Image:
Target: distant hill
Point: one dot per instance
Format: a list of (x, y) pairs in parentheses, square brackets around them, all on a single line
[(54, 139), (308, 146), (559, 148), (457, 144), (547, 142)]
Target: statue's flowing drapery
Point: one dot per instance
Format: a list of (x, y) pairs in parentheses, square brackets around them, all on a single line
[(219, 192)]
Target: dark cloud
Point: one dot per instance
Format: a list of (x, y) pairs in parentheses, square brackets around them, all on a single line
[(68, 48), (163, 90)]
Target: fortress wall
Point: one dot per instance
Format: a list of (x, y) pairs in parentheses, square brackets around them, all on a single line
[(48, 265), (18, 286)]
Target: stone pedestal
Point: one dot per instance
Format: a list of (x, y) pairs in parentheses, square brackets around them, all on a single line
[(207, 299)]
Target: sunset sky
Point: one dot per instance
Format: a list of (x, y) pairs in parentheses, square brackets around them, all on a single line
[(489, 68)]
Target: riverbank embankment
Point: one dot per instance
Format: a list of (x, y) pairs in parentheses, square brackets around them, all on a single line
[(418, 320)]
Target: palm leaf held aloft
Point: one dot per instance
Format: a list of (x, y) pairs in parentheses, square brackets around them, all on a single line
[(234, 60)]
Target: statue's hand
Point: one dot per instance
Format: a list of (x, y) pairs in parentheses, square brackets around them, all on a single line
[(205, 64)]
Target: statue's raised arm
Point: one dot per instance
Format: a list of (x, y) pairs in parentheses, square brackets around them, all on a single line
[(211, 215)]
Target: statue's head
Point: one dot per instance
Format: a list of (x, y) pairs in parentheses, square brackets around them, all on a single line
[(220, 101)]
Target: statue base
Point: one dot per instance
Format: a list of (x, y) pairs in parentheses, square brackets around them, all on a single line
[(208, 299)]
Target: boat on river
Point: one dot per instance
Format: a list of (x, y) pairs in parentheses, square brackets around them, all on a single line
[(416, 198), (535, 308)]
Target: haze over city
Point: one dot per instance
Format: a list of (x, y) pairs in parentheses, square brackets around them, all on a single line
|---|
Directions: Please copy the items word for word from their first line through the line containing "[(489, 68)]", including that line.

Finished answer:
Image:
Target: distant hill
Point: one dot per instance
Format: a list of (x, y) pairs in parentheses, square brackets around them, all on a single line
[(54, 139), (308, 146), (559, 148), (457, 144), (547, 142)]
Target: statue's flowing drapery
Point: one dot per instance
Format: a list of (x, y) pairs in parentheses, square brackets around them, all on a single line
[(219, 192)]
Target: dark cloud
Point: one dot per instance
Format: a list of (x, y) pairs in parentheses, square brackets around them, all on a single line
[(68, 48), (163, 90)]
Target: fortress wall
Point: one dot per instance
Format: a list of (x, y) pairs in parentheses, square brackets around them, all on a single line
[(48, 265), (18, 286)]
Target: stone pedestal
Point: one dot per instance
Format: a list of (x, y) pairs in parentheses, square brackets around them, all on a single line
[(207, 299)]
Target: sunset sky
Point: one dot per instance
Format: a list of (x, y) pairs in parentheses, square brackets around them, all on a single line
[(489, 68)]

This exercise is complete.